— Your task —
All of the data goes into your copy exactly as written. Images do not.
=== Supplied information ===
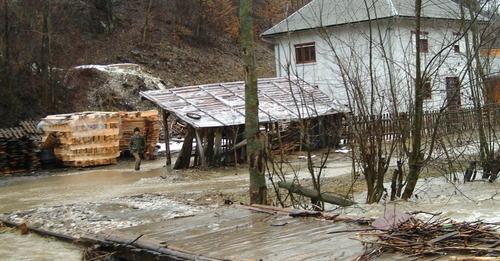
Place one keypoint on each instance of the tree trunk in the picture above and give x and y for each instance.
(416, 158)
(6, 49)
(44, 58)
(109, 15)
(146, 21)
(258, 188)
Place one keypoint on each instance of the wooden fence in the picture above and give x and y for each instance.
(392, 126)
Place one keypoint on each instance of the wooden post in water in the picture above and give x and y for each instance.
(166, 137)
(201, 149)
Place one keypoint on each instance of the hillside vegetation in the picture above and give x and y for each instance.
(181, 41)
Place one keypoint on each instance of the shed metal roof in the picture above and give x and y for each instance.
(323, 13)
(223, 104)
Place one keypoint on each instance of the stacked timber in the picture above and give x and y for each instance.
(147, 122)
(18, 151)
(84, 139)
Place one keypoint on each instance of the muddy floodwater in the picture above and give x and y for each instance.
(90, 201)
(14, 246)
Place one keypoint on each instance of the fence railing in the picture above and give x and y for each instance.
(391, 126)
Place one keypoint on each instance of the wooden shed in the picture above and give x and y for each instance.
(215, 115)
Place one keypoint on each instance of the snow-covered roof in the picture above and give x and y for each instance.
(322, 13)
(223, 104)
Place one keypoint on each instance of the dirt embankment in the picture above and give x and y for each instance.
(80, 35)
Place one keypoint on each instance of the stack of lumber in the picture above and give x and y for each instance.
(18, 151)
(84, 139)
(30, 127)
(147, 122)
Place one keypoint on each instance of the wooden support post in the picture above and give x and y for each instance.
(209, 150)
(184, 158)
(218, 145)
(166, 137)
(201, 149)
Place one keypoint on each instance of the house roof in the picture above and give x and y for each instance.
(223, 104)
(322, 13)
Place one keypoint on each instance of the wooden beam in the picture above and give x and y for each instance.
(167, 137)
(201, 149)
(209, 150)
(218, 145)
(184, 158)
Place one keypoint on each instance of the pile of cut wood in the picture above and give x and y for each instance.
(147, 122)
(18, 151)
(84, 139)
(436, 236)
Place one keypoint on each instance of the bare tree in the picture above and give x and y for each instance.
(258, 188)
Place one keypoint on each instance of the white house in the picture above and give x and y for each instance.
(329, 43)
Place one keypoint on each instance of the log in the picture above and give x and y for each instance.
(120, 242)
(167, 137)
(314, 195)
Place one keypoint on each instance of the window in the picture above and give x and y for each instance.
(423, 41)
(427, 90)
(305, 53)
(453, 93)
(456, 46)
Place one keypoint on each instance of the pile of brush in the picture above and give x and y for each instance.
(436, 236)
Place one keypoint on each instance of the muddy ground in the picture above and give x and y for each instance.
(79, 202)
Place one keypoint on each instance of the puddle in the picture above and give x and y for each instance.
(14, 246)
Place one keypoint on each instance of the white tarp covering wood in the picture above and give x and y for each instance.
(223, 104)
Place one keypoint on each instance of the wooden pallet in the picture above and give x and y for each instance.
(84, 139)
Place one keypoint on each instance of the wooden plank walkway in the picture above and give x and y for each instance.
(234, 233)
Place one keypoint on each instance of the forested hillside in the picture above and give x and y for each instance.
(181, 41)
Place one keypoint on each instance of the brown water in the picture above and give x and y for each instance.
(14, 246)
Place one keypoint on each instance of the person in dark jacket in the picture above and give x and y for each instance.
(136, 147)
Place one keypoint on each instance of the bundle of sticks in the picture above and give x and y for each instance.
(417, 238)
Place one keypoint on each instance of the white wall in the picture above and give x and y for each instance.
(397, 46)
===
— Result below —
Place one keypoint on each instance of the tree trunk in the picture above and give x and y for each instance.
(416, 158)
(6, 49)
(44, 58)
(109, 15)
(146, 21)
(258, 188)
Place one keypoint on each instance of the wooden fence in the picture above and give x and y for each instance.
(392, 126)
Place one keypoint on each instance of the wooden post in water in the picture above and give x and y for each instance.
(166, 137)
(201, 149)
Place one keypoint on each instance of the hillside vegetation in the picture above and give x and y for each instance.
(181, 41)
Place one keypoint on each instance of the shed metal roof in the picture above and give x and y for each instance.
(323, 13)
(223, 104)
Place one keypoint on each instance of the stacked timber in the picture above and give x and y for each instance.
(147, 122)
(18, 151)
(84, 139)
Place one keypoint on each instance of the muddy floodwater in the picture above and give x and y for each instance.
(90, 201)
(14, 246)
Place one keypoint on each instance of the fence railing in the picture above and give x and y for each instance.
(391, 126)
Place one keypoint on each instance of the wooden shed in the picture above and give x and y for each instance.
(215, 115)
Place one keypoint on each instance of the snow-covered roof in the picture above and give x and y for each instance.
(322, 13)
(223, 104)
Place one keypoint on each instance of the dirt embankment in the picture above and give x and y for each instance.
(80, 35)
Place one keypoint on each instance of the stack of lumber in the picture above and give x and y for each instance.
(18, 151)
(84, 139)
(30, 127)
(147, 122)
Place one keypoint on each instance of the wooden support post in the picture above and give x and y for each instance.
(209, 150)
(184, 158)
(218, 145)
(166, 137)
(201, 149)
Place one keypoint on each instance of the house roof in the picture above and give x and y for each instance.
(223, 104)
(322, 13)
Place one keypoint on each instance of the wooden beam in the picture above and give x and y for each instance.
(167, 137)
(201, 149)
(209, 150)
(218, 145)
(184, 158)
Place one keypoint on each instance of the pile of cut wood in the picture above and give x and y for each instance.
(147, 122)
(18, 151)
(84, 139)
(436, 236)
Place one keypoint on each instance of the bare tree in the picture above and give x and y for each instance.
(258, 188)
Place one keypoint on each instance of the white house in the picture above and give x and y for each instance.
(329, 43)
Place one keypoint on each instance of the log in the picture above and give x and y for each instance.
(120, 242)
(167, 137)
(314, 195)
Place one keypoint on each instance of the window in the picture above and give x and y for each instance.
(423, 41)
(427, 90)
(305, 53)
(453, 93)
(456, 46)
Place one keypoint on each instance of the pile of brush in the picture above and give x and y for each instance.
(436, 236)
Place one keypoint on each instance of the muddy ground in the picture above and give x and y for each instance.
(79, 202)
Place one keypoint on each instance of the puddle in the picture above and give x and y for each instance.
(14, 246)
Place one keypoint on each instance of the white tarp covering wood in the picture above and give x and y for each instance.
(223, 104)
Place one keypoint on each instance of the wooden pallet in the picture above and give x and y for each instance.
(84, 139)
Place one keypoint on each instance of the wooden plank walkway in the picture above and give x and y for each instance.
(234, 233)
Place one keypoint on each instance of the forested hillside in the picture above and give x and y for each instance.
(181, 41)
Place one keypoint on each instance of the brown water in the picture above and give x and y for each instance.
(14, 246)
Place one keypoint on each instance of the person in dark jacket in the picture above and give x and y for each instance.
(136, 147)
Place one keypoint on each instance of the bundle of sticks in the picture above and give x and y for each instance.
(417, 238)
Place one keypoint on each instance of the white wall in the picture above and give x and y for each instance.
(397, 46)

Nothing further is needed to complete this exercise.